Render as a JSON list of strings, one string per line and blank lines omitted, the portion of the rows that begins with the line containing "form: point(369, 76)." and continues through the end of the rows, both ends included. Omit the pictures from the list.
** START OF Provided information **
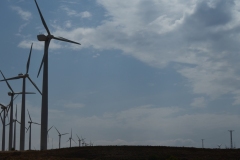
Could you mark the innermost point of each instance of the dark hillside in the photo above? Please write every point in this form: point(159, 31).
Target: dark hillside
point(126, 153)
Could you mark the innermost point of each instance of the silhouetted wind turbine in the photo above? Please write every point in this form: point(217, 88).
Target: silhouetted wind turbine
point(48, 131)
point(79, 141)
point(14, 136)
point(24, 76)
point(219, 146)
point(30, 129)
point(44, 114)
point(70, 138)
point(59, 134)
point(83, 141)
point(12, 94)
point(4, 108)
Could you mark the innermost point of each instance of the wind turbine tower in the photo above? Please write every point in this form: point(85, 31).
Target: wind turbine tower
point(22, 129)
point(202, 143)
point(231, 138)
point(44, 112)
point(4, 108)
point(30, 129)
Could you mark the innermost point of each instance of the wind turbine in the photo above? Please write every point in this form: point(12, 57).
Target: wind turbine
point(30, 129)
point(12, 94)
point(4, 108)
point(70, 138)
point(15, 121)
point(23, 76)
point(59, 134)
point(44, 114)
point(83, 141)
point(219, 146)
point(79, 141)
point(48, 131)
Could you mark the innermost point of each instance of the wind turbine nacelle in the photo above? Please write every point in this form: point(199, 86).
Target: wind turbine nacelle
point(42, 37)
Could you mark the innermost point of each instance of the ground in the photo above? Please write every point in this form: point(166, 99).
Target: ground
point(124, 153)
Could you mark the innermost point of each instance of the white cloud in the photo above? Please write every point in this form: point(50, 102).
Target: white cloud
point(25, 15)
point(71, 12)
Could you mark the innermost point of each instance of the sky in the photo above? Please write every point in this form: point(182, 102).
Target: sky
point(147, 72)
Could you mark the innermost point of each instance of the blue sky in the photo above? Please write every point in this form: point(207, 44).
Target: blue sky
point(148, 72)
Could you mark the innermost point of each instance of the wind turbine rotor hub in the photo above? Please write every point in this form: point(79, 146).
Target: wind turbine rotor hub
point(42, 37)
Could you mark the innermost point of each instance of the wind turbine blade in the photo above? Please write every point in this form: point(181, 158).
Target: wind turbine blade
point(43, 21)
point(1, 117)
point(65, 40)
point(74, 141)
point(35, 85)
point(30, 93)
point(16, 113)
point(29, 116)
point(28, 128)
point(13, 78)
point(57, 130)
point(29, 57)
point(15, 97)
point(50, 128)
point(7, 82)
point(6, 116)
point(36, 123)
point(64, 134)
point(41, 65)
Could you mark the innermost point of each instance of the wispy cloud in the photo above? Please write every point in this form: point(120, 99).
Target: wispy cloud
point(25, 15)
point(199, 102)
point(71, 12)
point(74, 105)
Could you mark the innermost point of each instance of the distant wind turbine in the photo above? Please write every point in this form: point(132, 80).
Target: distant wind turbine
point(83, 142)
point(79, 141)
point(14, 136)
point(219, 146)
point(24, 76)
point(59, 134)
point(4, 108)
point(44, 113)
point(70, 139)
point(12, 94)
point(30, 129)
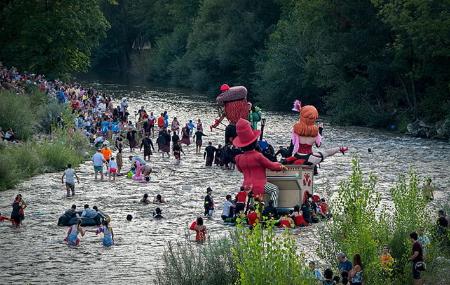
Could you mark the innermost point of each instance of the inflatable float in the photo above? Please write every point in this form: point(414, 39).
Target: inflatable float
point(67, 220)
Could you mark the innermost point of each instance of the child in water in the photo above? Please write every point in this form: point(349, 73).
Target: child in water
point(145, 199)
point(199, 229)
point(119, 161)
point(3, 218)
point(112, 168)
point(108, 234)
point(72, 234)
point(158, 199)
point(157, 214)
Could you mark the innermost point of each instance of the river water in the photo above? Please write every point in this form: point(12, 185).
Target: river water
point(35, 253)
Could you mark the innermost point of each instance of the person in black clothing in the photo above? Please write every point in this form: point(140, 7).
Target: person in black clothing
point(157, 215)
point(147, 128)
point(306, 211)
point(284, 152)
point(147, 143)
point(209, 154)
point(416, 258)
point(209, 203)
point(198, 140)
point(218, 156)
point(163, 142)
point(442, 223)
point(175, 138)
point(131, 137)
point(226, 156)
point(167, 138)
point(270, 211)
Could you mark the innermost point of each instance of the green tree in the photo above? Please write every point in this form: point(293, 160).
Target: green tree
point(281, 75)
point(224, 40)
point(420, 49)
point(51, 37)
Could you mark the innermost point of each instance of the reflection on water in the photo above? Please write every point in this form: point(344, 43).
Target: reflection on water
point(36, 253)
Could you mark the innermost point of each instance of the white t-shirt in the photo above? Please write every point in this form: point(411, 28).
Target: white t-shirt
point(226, 208)
point(70, 175)
point(98, 159)
point(113, 164)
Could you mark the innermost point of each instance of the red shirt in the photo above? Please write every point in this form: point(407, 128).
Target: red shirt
point(300, 221)
point(161, 122)
point(253, 166)
point(241, 197)
point(252, 217)
point(285, 224)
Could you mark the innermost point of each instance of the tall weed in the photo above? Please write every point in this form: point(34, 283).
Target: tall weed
point(264, 257)
point(16, 113)
point(186, 263)
point(360, 226)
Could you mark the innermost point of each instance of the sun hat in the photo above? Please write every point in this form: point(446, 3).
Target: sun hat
point(245, 134)
point(224, 87)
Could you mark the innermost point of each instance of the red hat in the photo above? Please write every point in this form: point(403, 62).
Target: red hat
point(245, 134)
point(224, 87)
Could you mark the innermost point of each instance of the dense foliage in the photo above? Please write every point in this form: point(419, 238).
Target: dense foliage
point(30, 115)
point(378, 63)
point(361, 225)
point(55, 38)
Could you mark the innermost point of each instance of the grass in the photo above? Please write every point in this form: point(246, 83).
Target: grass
point(30, 114)
point(360, 225)
point(187, 263)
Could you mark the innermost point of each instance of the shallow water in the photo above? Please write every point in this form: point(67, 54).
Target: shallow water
point(35, 253)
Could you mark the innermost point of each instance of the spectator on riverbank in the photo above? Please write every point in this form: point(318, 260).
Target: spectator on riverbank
point(158, 199)
point(98, 161)
point(315, 271)
point(199, 229)
point(70, 176)
point(147, 143)
point(344, 264)
point(209, 154)
point(356, 273)
point(112, 169)
point(442, 224)
point(209, 203)
point(416, 259)
point(18, 211)
point(227, 209)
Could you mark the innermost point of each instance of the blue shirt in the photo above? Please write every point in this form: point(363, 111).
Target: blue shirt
point(60, 96)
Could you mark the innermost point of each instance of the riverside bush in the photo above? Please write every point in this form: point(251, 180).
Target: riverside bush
point(263, 257)
point(16, 113)
point(186, 263)
point(248, 257)
point(27, 114)
point(361, 226)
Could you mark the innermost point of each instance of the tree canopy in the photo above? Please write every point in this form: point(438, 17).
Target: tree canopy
point(51, 37)
point(365, 62)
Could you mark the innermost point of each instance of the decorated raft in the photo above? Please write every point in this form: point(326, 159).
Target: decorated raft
point(294, 185)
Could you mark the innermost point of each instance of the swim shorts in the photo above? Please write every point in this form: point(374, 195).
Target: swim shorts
point(70, 186)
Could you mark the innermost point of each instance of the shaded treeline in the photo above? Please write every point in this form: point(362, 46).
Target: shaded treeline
point(365, 62)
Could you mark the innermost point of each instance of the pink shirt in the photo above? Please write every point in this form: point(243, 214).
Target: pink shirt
point(253, 165)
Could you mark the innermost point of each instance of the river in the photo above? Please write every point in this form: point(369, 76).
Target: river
point(35, 253)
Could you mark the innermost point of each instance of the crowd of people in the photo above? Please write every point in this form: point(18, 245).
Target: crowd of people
point(103, 123)
point(245, 209)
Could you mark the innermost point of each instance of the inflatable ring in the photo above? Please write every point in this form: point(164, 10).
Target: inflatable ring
point(232, 94)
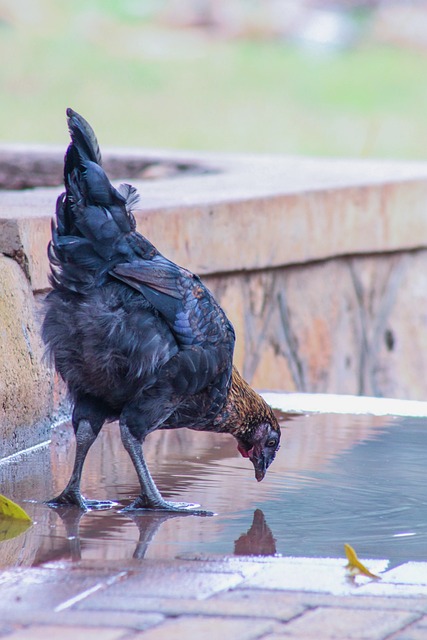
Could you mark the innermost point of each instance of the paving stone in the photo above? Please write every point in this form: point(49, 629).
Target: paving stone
point(133, 621)
point(65, 633)
point(413, 632)
point(310, 574)
point(40, 589)
point(208, 629)
point(333, 622)
point(161, 582)
point(408, 573)
point(242, 607)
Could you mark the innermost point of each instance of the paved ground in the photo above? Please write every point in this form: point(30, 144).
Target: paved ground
point(233, 598)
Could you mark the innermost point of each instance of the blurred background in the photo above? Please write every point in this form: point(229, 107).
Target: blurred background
point(343, 78)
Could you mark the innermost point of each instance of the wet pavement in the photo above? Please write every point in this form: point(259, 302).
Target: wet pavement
point(262, 568)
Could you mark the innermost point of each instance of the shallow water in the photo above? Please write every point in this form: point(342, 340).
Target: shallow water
point(336, 479)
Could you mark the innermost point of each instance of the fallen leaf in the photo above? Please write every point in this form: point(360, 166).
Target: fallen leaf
** END OF Provided information **
**In response**
[
  "Could you mark the innermost point of each instance of the river in the photo above? Please write every point in this form: point(369, 76).",
  "Target: river",
  "point(35, 253)",
  "Could you mark the innermost point of each instance of the crowd of people in the photo above? Please write every point in this form: point(18, 245).",
  "Target: crowd of people",
  "point(103, 123)",
  "point(245, 209)",
  "Could you mark the innermost point of each instance of the inflatable ring in the photo above? Please write every point in this form: point(164, 10).",
  "Target: inflatable ring",
  "point(232, 94)",
  "Could you mark the innermost point of each instance of the paving stone in the photo above? Please write every point in this form: point(49, 629).",
  "Target: paving stone",
  "point(133, 621)",
  "point(65, 633)",
  "point(413, 632)",
  "point(310, 574)",
  "point(40, 589)",
  "point(208, 629)",
  "point(333, 622)",
  "point(161, 582)",
  "point(408, 573)",
  "point(242, 607)",
  "Could you mark the innermost point of each instance of the paved ground in the photo above? Please write every point in this form: point(30, 144).",
  "Target: paved ground",
  "point(233, 598)",
  "Could you mark the innermost point of each instance of the blurred background in the photo above? Please write every point in this form: point(229, 107).",
  "Target: blurred background",
  "point(343, 78)",
  "Could you mark the innermost point of each instance of the wet pavement in the photo above? Please write every point in this form: point(259, 302).",
  "Target: wet pavement",
  "point(262, 568)",
  "Could you mark the innermost point of each instance of the shallow water in the photo above? Please write every point in this form: point(342, 340).",
  "Target: shallow water",
  "point(336, 479)",
  "Could you mark the innermost point of each instance of the fallen leaf in the photo above? Please write every point in this form: point(360, 166).",
  "Target: fallen leaf"
]